Aim 1
Do these statements agree with the car battery thread? For each, answer yes or no and quote the deciding words.
(a) The battery had been replaced three weeks before it went dead.
(b) The AA jump-started the car.
(c) The multimeter connected to the car could measure up to 20 amps.
Aim 2
Reproduce the stretch of the car battery thread from "I’ve just ordered" through "for central locking?".

Extract
-.-.-

Another drama, 6 hour wait for the AA, massive power drain?

datsundrew

A2OC Donor
So, My other half flew to France on Monday morning, returned to Heathrow at 8pm last night to find the battery completely dead.
I replaced the battery 3 weeks ago as a precaution for winter as it occasionally seemed a bit slow to start, but hasn’t been a problem, it’s a top quality varta F18.
After a 6 hour wait for the AA to arrive, a parking security guy drove by and had a jump pack and it started immediately and he drove home with no issues and didn’t stop, getting in at 5.30 am this morning!! How rubbish is that?!
so this morning I go to investigate, put the old (charged )battery on and get quite a spark as I connect the negative terminal…..more than expecte.
I connected my multimeter up to see what the car was pulling, and it promptly blew my 10 amp max meter!! So this quite a drain!
I’ve just ordered another multi meter and deemed the car out of action until further notice 😂
where do I go from here? Start pulling fuses for central locking?
As you can imagine, A2 popularity has gone down a tad after a night without sleep 😱
 
First item I would check / replace is the ALTERNATOR. They have been known for the regulator to partially fail, not put the charge light on but discharge the battery.
 
So, My other half flew to France on Monday morning, returned to Heathrow at 8pm last night to find the battery completely dead.
I replaced the battery 3 weeks ago as a precaution for winter as it occasionally seemed a bit slow to start, but hasn’t been a problem, it’s a top quality varta F18.

-.-.-

Data block
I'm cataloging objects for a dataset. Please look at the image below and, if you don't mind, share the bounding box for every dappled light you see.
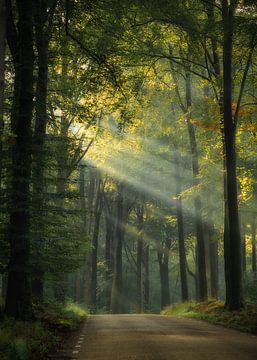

-.-.-

Correct answer 1
(a) Yes: "I replaced the battery 3 weeks ago as a precaution for winter"
(b) No: "a parking security guy drove by and had a jump pack and it started immediately"
(c) No: "it promptly blew my 10 amp max meter!!"

Correct answer 2
I’ve just ordered another multi meter and deemed the car out of action until further notice 😂
where do I go from here? Start pulling fuses for central locking?